§ **WHAT THE TASK REQUIRES**: Convert the lines of the material, from the line containing "Keypoint placement: for each instance of the forested" through the end of the material, into a Markdown table with the columns "No." and "Line", omitting blank lines.

Data listing
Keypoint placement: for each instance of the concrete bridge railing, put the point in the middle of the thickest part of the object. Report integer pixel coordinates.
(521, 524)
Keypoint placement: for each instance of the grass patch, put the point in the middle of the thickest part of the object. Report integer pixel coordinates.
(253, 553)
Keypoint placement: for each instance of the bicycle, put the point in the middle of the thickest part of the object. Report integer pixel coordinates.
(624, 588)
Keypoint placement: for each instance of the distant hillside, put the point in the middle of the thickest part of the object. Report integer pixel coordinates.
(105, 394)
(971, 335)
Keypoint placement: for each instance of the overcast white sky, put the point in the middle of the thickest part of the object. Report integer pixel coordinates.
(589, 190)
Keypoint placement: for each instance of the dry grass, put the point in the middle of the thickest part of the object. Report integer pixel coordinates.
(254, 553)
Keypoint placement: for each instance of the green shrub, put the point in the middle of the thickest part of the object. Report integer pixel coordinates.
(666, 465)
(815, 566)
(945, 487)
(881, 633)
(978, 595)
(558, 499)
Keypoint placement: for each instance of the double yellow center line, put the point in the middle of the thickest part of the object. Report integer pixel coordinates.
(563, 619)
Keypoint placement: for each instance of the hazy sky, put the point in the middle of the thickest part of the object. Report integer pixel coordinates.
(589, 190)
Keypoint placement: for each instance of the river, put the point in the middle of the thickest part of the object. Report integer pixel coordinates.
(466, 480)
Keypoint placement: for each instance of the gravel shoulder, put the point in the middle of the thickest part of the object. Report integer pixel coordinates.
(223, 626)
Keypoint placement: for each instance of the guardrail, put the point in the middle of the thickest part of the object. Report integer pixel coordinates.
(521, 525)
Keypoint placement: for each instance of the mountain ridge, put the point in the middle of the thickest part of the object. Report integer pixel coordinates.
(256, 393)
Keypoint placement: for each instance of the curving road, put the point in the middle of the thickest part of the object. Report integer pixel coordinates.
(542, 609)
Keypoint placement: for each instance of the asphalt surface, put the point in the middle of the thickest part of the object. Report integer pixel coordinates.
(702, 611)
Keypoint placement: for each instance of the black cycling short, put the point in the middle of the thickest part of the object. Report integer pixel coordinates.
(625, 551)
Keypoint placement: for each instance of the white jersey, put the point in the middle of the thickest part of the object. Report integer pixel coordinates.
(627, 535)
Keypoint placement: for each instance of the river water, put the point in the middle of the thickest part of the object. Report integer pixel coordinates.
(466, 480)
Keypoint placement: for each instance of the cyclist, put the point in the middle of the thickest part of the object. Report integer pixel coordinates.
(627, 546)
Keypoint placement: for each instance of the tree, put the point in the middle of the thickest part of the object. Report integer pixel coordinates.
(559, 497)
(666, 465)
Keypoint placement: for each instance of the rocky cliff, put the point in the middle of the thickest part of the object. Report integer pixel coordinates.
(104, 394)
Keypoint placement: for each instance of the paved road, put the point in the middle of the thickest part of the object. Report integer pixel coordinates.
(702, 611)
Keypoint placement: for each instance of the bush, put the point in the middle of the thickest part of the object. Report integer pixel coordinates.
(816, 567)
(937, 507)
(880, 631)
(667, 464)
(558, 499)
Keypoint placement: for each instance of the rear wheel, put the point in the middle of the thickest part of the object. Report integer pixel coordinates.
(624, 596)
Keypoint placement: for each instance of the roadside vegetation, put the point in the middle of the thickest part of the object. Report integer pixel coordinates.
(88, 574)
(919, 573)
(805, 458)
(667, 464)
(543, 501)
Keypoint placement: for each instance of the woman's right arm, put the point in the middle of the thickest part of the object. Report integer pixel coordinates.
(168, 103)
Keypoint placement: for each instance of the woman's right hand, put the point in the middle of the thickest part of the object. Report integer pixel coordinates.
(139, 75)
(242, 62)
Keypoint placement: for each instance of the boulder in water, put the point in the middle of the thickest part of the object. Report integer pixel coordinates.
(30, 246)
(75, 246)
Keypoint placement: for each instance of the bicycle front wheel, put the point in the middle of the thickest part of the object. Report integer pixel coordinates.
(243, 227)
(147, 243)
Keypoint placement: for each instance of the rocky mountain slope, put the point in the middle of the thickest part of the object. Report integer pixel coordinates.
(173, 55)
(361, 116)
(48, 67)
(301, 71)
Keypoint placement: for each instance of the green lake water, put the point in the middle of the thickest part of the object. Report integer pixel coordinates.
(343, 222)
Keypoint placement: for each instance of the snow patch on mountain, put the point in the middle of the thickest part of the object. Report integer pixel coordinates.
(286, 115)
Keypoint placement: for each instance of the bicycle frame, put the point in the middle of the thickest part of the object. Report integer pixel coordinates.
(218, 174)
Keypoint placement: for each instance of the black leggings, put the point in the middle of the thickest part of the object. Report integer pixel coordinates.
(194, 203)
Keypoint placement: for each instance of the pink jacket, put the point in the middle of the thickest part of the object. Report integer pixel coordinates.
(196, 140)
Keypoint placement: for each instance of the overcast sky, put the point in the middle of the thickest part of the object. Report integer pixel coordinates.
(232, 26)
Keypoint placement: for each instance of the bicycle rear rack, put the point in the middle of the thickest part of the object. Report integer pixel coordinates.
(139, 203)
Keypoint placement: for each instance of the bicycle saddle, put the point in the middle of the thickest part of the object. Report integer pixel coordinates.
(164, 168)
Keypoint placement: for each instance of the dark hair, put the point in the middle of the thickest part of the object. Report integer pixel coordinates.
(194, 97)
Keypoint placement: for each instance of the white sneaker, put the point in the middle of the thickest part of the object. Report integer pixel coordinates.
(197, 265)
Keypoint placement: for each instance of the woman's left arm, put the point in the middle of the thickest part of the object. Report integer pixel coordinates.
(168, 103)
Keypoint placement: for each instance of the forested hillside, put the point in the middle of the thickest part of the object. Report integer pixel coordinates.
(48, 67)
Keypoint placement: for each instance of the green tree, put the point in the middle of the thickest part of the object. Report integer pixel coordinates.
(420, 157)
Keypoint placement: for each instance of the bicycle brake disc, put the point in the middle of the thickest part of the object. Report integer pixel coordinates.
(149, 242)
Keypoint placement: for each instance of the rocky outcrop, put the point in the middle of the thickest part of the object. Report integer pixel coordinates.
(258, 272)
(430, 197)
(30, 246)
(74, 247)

§ **THE OUTPUT**:
| No. | Line |
|---|---|
| 1 | Keypoint placement: for each instance of the forested hillside, put the point in the middle of the thickest part of the object. Report integer pixel coordinates. |
| 2 | (48, 67) |
| 3 | Keypoint placement: for each instance of the green tree, put the point in the middle of the thickest part of the object. Report integer pixel coordinates. |
| 4 | (420, 157) |
| 5 | Keypoint placement: for each instance of the bicycle brake disc, put the point in the middle of the thickest part of the object. Report integer pixel coordinates. |
| 6 | (149, 242) |
| 7 | Keypoint placement: for each instance of the rocky outcrop, put the point in the middle of the thickest part of the object. Report integer pixel coordinates. |
| 8 | (258, 272) |
| 9 | (430, 197) |
| 10 | (30, 246) |
| 11 | (74, 247) |